─── Passage given

That said, it sounds like you’re asking for a simplistic one-post answer to a fairly complex topic. If you don’t think so, then you can show us how it’s done by laying out a one-post argument for the existence of God that is comprehensive, logical, rational, irrefutable and understandable.
Until such time, I’ll take a pass on your offer, thankyouverymuch.

Interestingly, I asked for exactly this on the other side of the argument when I first entered this thread. I haven’t seen it either. If you have it available, could you post it please.

Could you link to it? You seem to have an awful lot of time on your hands and energy for this debate, so I imagine it won’t be a problem for you.

Very vast? I don’t know about that. But yes, if you hold bigoted views, like people don’t deserve equal rights because they’re gay, then you’re bigoted. Doesn’t matter if you’re in the majority and you hold those views. The majority of Americans held bigoted views about blacks 100 years ago. Does that mean the bigotry did not exist? You have some very weird ideas about how words should be used. Don’t like being called a bigot? Too bad.

You might like to think so, but I disagree. The vehemence of your reaction to it shows that it does have meaning, and you don’t like what it means.

No, really, it doesn’t. We might disagree on whether or not NASCAR is a sport. We might disagree about whether to wear white after Labor Day. No one on either side of that disagreement is a bigot. That’s just a difference of opinion. If we disagree about giving people equal rights, and you’re in favor of taking them away because you’re intolerant of gays, then it’s a question of bigotry.

I wonder if Sampiro would agree with you using his words this way.

It’s a matter of degree. Taking away people’s rights from them and beating them up in the street are both bigoted actions.

I never said the word doesn’t mean anything to me. I’d use it whether the government called it that or not. I want it to be applied equally, or not at all. That’s called being fair, and it’s very different from not caring.

Domestic partnership is not the same as a civil union is not the same as marriage. You know this but yet continue to belabor the point. I have to wonder why. And really, even in states where gay marriage is allowed, it is still not recognized on a federal level, so it’s not really equal rights. The states can only do so much.

Doing the best you can to take away law-abiding citizens’ rights because of your own bigotry is a form of evil. It has nothing to do with religion, and those terms do exist outside the context of religion.

Google it, since it’s already been enumerated in this thread and is well covered out there on the internet. They are not the same. I’m not sure why you want me to repeat what’s been said here several times yet again. You want to believe they are the same. They are not.

I won’t speak for another, but what I took “marriage itself” to mean is, “what the term as used in the broadest sense has meant in discourses regarding marriage concepts, customs, etc., anywhere in human experience, to wit, the more-or-less willing consent of two or more people to live together as spouses for an indeterminate period of time, lifelong if not otherwise specified, whether created by mutual consent, sale of the woman, agreements between parents, guardians, chiefs, or monarchs of the couple-to-be-wed, etc. It includes common-law marriage, legal marriage, religious covenanted or sacramental marriage, Oriental potentates’ harems, Tibetan polyandry, Mormon polygamy, Islamic polygamy, open marriages, gay marriages, arranged child marriages, diplomatic-alliance unions, Pharaonic and Polynesian brother-sister marriages, whatever the term has been held to encompass at some known time and place.” From this we can extract the more common union of one male and one female of child-bearing years, whether as part of an extended family or as the nucleus of a nuclear one. The issue, then, would be, what elements from among this morass of varying customs will we hold as worthy of legal recognition, and why those specific elements?

──────

What you will do:
According to the passage above, what does gay marriage still lack even in states where it is allowed?

─── Stored rows

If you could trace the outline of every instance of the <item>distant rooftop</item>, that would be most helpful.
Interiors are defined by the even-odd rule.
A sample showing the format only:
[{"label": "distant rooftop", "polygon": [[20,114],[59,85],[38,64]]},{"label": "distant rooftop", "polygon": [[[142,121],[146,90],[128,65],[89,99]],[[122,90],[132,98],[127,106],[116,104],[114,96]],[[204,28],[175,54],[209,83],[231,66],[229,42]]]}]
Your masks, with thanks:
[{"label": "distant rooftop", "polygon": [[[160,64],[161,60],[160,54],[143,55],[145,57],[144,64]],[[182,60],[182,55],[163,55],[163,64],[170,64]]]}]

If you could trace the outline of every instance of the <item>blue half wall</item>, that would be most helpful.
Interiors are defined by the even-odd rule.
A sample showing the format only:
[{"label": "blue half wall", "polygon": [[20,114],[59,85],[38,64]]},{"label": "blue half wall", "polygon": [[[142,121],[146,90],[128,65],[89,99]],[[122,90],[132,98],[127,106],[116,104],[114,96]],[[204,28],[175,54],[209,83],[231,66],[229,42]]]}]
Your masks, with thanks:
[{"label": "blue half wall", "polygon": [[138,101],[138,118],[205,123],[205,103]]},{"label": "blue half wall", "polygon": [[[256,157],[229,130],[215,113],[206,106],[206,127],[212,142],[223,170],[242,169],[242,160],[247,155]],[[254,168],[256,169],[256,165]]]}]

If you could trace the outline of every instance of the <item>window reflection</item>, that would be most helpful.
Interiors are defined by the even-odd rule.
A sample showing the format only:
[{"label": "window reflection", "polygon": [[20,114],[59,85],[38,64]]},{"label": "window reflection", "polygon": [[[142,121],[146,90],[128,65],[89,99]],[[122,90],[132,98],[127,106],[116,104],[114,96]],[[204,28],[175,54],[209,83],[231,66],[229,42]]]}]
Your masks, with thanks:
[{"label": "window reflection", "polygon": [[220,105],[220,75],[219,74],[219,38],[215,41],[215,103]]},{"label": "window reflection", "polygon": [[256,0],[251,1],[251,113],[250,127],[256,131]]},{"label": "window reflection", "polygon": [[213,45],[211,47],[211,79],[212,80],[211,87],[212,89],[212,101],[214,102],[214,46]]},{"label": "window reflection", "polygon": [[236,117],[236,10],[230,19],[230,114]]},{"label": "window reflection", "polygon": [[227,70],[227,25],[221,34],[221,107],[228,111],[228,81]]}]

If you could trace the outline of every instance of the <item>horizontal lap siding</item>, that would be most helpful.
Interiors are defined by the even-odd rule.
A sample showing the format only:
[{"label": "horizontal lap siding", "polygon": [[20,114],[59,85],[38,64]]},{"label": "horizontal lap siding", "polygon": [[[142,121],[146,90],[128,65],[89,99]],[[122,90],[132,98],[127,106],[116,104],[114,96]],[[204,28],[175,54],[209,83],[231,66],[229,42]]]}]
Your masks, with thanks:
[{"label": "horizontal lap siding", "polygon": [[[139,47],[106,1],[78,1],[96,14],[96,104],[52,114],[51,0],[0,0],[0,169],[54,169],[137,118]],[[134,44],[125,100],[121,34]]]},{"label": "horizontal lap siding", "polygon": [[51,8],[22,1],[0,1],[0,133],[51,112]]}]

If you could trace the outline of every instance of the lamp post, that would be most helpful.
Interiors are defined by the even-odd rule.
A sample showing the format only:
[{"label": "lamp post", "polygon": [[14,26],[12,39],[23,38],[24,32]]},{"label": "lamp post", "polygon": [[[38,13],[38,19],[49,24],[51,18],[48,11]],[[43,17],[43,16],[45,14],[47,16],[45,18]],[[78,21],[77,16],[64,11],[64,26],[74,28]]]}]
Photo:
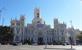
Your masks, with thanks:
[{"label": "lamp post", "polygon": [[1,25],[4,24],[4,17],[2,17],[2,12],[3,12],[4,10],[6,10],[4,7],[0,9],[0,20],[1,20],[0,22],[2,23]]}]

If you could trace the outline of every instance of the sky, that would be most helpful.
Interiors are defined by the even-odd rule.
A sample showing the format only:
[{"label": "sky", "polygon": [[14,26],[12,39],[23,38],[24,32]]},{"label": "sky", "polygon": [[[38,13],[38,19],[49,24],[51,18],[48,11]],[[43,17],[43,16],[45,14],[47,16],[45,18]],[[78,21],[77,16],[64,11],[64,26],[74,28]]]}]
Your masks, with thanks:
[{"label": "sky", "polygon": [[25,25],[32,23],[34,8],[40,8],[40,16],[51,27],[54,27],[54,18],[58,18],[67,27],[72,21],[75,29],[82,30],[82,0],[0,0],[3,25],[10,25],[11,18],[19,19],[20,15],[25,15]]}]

──────

Right answer:
It is still not recognized on a federal level.